◆ Provided text:
+-------+

Phish drew a largely trouble-free crowd of about 80,000 people--many of whom endured 12 hours or more in a horrendous traffic back-up on Interstate 75--to Florida's Big Cypress Seminole Indian Reservation over the holiday weekend for the band's fourth concert/campout event in four years.

According to reports from Big Cypress, Phish opened the two-day festival with three sets on Dec. 30, then played an afternoon set on Dec. 31. The band capped the event with a performance that opened as the new year began at midnight and ended with the sunrise more than seven hours later. In all, the Phish reportedly clocked in with about 14 hours onstage.

After each set, the band made selected songs available as MP3 downloads via its official website. The six tracks, priced at $1 each, will be available for download through Jan. 10.

Like the band's previous camping events, the New Year's show required the construction of a temporary ''village,'' featuring food and merchandise vendors. A crew of about 1,000 was required to build and staff the site for the five days that it operated. The carnival-like setting included Ferris wheels and hot air balloons.

The $175 tickets to the event were sold out before the gates opened, according to event organizer Great Northeast Productions. Though organizers said that tickets wouldn't be sold at the site, a spokesperson told the Ft. Lauderdale Sun-Sentinel that tickets were sold to a handful of fans who braved the traffic without tickets.

+-------+

[Segmentation data]

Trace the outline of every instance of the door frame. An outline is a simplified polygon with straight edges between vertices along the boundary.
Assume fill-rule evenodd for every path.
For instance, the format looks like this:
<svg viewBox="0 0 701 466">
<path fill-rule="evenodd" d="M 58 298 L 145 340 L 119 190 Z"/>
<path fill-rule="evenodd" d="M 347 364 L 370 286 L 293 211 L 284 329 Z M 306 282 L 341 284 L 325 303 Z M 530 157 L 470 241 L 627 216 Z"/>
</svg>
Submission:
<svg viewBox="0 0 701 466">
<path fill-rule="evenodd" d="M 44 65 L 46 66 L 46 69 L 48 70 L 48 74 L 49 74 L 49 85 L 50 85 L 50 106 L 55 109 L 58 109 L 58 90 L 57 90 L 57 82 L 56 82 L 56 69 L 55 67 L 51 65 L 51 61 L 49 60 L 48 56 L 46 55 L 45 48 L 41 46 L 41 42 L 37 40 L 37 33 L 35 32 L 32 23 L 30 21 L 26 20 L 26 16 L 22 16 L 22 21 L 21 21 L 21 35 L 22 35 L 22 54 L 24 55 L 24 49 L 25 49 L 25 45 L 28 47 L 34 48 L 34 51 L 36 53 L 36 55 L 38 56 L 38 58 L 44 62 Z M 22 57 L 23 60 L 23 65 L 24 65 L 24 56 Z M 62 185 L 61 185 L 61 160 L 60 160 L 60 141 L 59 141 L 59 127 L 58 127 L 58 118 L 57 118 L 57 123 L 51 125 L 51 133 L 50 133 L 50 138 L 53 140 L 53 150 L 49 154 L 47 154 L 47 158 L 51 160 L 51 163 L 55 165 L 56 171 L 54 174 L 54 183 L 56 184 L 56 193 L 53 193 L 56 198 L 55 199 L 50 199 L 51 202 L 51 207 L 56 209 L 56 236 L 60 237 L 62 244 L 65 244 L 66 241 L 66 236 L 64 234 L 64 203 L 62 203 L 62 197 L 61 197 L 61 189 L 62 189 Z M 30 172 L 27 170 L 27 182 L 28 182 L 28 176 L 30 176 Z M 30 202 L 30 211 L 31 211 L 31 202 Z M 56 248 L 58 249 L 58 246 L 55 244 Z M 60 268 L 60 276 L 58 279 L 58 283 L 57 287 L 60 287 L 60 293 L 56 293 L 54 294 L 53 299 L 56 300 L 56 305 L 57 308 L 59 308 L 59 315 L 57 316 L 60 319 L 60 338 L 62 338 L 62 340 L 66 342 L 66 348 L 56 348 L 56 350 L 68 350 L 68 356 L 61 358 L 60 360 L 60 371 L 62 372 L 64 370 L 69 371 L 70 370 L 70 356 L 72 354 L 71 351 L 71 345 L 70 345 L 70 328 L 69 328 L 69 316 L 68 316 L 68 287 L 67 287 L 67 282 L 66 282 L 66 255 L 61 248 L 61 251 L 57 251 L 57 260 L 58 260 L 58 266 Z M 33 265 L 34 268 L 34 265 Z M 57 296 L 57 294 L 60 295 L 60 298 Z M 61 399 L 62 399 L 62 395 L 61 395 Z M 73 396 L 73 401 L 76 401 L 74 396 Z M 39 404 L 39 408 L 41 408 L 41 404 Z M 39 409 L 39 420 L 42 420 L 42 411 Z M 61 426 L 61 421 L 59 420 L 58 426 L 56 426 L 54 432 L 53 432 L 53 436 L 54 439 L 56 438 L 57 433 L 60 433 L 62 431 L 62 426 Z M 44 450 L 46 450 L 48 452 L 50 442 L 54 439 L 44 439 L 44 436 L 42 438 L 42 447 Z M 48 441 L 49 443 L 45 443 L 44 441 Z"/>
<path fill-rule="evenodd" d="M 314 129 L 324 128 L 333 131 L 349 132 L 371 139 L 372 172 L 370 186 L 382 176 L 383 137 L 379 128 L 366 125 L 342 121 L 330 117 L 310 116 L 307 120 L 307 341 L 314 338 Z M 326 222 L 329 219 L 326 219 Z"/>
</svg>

+-------+

◆ What is asked:
1 – List every calendar date that the text about the Big Cypress concert gives.
2 – Transcribe the portion of the text about the Big Cypress concert starting with "After each set, the" and going on through "through Jan. 10.".
Rely solely on the text about the Big Cypress concert.

◆ Solved tasks:
1 – Dec. 30, Dec. 31, Jan. 10

2 –
After each set, the band made selected songs available as MP3 downloads via its official website. The six tracks, priced at $1 each, will be available for download through Jan. 10.